### SOURCE DATA ###
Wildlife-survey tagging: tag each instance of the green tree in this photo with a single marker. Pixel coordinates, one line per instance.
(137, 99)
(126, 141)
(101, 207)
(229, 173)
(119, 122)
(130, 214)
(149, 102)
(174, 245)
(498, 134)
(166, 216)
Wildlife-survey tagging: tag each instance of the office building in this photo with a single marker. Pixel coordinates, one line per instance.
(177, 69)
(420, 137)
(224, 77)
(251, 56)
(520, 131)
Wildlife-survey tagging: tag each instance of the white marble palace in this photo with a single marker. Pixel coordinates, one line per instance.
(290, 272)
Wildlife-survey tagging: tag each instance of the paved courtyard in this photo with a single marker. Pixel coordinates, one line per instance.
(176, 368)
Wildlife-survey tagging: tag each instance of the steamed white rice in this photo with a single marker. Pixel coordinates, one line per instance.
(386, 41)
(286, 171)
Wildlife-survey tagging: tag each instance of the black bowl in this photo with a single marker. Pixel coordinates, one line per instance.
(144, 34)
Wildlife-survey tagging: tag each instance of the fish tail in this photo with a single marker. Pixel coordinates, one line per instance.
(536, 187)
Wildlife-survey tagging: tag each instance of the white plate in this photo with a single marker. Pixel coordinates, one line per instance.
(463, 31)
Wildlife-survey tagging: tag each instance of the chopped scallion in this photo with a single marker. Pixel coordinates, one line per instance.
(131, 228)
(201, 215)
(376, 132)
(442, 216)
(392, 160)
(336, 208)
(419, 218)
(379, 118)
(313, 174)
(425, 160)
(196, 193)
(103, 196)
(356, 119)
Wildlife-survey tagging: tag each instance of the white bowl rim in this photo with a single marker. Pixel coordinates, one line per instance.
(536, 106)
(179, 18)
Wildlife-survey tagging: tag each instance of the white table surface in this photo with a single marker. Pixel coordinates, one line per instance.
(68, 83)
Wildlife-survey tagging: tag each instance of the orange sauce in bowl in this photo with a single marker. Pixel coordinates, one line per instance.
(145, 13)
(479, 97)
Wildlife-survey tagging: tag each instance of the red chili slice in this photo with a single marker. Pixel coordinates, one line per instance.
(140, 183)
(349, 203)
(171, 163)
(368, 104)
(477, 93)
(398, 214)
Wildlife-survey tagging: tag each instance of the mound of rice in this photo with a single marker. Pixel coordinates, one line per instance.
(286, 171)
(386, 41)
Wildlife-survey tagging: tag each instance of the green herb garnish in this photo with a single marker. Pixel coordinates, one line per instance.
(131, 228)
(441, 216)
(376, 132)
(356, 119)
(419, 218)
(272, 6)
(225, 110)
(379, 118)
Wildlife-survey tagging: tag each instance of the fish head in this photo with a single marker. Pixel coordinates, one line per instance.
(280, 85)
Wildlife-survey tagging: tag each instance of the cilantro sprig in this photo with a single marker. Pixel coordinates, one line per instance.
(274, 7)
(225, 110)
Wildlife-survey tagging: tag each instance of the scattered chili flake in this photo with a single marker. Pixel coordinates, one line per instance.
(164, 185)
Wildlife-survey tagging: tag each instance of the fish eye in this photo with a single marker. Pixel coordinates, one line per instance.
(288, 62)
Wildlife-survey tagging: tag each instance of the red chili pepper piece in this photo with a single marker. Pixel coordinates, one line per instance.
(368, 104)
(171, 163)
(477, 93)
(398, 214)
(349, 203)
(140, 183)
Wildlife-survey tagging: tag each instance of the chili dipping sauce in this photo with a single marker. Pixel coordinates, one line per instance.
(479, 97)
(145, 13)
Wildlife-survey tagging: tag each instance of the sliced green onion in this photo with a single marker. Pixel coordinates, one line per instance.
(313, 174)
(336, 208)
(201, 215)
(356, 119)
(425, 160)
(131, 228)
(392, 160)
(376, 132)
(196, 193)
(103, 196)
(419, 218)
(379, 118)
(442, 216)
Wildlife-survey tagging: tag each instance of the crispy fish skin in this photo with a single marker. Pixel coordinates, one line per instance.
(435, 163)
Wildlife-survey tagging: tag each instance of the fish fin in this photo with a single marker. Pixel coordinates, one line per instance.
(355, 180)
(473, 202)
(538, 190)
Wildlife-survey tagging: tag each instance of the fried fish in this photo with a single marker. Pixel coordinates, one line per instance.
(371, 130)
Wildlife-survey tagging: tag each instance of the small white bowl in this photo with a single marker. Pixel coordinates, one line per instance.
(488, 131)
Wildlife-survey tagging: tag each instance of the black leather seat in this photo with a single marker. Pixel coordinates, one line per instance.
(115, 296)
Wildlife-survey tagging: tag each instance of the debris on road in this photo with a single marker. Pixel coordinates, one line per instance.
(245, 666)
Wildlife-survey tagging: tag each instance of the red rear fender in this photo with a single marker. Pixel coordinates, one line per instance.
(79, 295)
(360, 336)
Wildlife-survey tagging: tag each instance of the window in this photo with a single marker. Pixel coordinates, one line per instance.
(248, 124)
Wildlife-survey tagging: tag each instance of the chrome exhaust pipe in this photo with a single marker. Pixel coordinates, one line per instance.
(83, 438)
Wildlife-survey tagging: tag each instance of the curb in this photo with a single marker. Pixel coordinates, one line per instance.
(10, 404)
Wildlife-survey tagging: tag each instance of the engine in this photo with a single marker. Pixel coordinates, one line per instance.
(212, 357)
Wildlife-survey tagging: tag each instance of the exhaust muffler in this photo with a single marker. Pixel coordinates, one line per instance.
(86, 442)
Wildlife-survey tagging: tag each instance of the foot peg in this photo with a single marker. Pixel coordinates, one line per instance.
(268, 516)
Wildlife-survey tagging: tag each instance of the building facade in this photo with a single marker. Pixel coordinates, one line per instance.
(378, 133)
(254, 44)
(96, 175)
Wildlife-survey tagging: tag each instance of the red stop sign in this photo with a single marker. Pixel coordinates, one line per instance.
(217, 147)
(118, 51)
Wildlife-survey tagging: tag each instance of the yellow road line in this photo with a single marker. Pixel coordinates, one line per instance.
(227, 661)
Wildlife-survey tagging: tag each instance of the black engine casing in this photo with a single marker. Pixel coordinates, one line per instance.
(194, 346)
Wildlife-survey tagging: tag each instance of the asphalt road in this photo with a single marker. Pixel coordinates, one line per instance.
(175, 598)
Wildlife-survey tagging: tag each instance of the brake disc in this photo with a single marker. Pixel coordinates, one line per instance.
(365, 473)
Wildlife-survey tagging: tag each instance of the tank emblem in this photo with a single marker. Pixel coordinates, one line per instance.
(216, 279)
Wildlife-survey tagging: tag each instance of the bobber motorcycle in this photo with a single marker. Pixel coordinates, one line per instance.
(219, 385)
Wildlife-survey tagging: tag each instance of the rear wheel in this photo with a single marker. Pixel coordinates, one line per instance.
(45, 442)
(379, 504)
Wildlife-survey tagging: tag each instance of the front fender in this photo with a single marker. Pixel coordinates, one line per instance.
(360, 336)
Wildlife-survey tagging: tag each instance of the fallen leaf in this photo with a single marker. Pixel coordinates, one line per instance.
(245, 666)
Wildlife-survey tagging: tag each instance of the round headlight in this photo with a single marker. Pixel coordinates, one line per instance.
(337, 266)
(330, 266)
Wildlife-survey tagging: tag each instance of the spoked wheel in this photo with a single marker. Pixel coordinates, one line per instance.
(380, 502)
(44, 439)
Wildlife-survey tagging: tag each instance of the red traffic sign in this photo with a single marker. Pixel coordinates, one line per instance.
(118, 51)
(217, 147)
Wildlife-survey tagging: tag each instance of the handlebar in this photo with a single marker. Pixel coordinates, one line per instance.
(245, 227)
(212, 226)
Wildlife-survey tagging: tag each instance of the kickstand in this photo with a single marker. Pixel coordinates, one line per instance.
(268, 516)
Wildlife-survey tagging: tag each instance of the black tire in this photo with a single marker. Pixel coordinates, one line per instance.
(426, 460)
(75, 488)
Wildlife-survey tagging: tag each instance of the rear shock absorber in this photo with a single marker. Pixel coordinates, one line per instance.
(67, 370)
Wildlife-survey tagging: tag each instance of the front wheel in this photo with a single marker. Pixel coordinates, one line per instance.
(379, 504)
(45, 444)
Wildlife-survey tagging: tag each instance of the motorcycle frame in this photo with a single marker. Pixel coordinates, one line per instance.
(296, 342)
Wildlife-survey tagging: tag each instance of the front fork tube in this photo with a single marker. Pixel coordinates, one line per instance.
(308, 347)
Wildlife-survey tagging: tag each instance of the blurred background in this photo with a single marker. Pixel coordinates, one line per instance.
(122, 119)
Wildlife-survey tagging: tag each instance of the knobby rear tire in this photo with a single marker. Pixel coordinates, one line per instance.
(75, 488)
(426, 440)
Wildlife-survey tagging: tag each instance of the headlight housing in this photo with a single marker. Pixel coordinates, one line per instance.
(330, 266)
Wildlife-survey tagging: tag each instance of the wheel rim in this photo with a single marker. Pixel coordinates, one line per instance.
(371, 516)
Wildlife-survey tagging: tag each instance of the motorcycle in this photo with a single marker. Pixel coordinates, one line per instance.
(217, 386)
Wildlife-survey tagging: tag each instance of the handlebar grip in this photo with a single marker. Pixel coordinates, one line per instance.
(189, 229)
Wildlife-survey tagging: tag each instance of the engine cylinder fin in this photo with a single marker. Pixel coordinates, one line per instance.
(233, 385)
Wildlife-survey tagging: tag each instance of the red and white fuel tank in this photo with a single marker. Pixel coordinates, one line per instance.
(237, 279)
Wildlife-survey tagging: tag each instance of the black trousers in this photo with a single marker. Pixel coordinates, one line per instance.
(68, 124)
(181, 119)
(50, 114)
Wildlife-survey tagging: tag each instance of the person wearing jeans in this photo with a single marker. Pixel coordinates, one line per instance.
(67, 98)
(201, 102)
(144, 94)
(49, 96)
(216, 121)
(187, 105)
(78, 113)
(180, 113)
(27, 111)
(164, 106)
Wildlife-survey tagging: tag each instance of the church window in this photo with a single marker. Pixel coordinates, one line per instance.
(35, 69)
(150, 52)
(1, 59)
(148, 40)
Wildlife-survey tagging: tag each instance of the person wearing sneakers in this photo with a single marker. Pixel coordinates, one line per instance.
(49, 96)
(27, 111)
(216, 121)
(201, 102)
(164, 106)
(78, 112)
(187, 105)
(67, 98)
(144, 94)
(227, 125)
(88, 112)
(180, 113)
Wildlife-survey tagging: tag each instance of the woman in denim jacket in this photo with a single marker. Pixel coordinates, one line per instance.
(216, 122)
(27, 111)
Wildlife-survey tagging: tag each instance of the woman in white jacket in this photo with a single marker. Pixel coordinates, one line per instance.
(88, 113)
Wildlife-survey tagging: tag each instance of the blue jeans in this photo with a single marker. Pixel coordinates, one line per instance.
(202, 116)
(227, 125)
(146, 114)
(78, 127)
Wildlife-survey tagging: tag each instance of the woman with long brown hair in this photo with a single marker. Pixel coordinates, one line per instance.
###
-- WHAT YOU ARE ASKED TO DO --
Only the lines from the one containing "person wearing sneakers" through the end of the material should be reproduced, exactly, with both ends included.

-- RESULT BELOW --
Wildlife-survey tagging: tag each instance of the person wearing sneakers in this photo with a single marker. Pixel coordinates, one line per instance.
(49, 96)
(27, 111)
(216, 121)
(201, 102)
(164, 106)
(78, 112)
(187, 105)
(67, 98)
(144, 94)
(227, 125)
(88, 112)
(180, 113)
Wildlife-survey tagging: tag each instance of the woman in denim jacket in this photo with a single marker. Pixel coordinates, one line per instance.
(216, 122)
(27, 111)
Wildlife-survey tagging: tag each instance of the woman in white jacket in this photo with a single marker. Pixel coordinates, one line per instance.
(88, 113)
Wildlife-survey tagging: tag each instance of the blue jeans in this photo with a single marker. Pixel coordinates, one line per instance.
(202, 116)
(227, 125)
(146, 114)
(78, 127)
Wildlife-survey tagging: tag each instance of the woman with long brown hair in this photo with a single marker. Pixel coordinates, one line per instance.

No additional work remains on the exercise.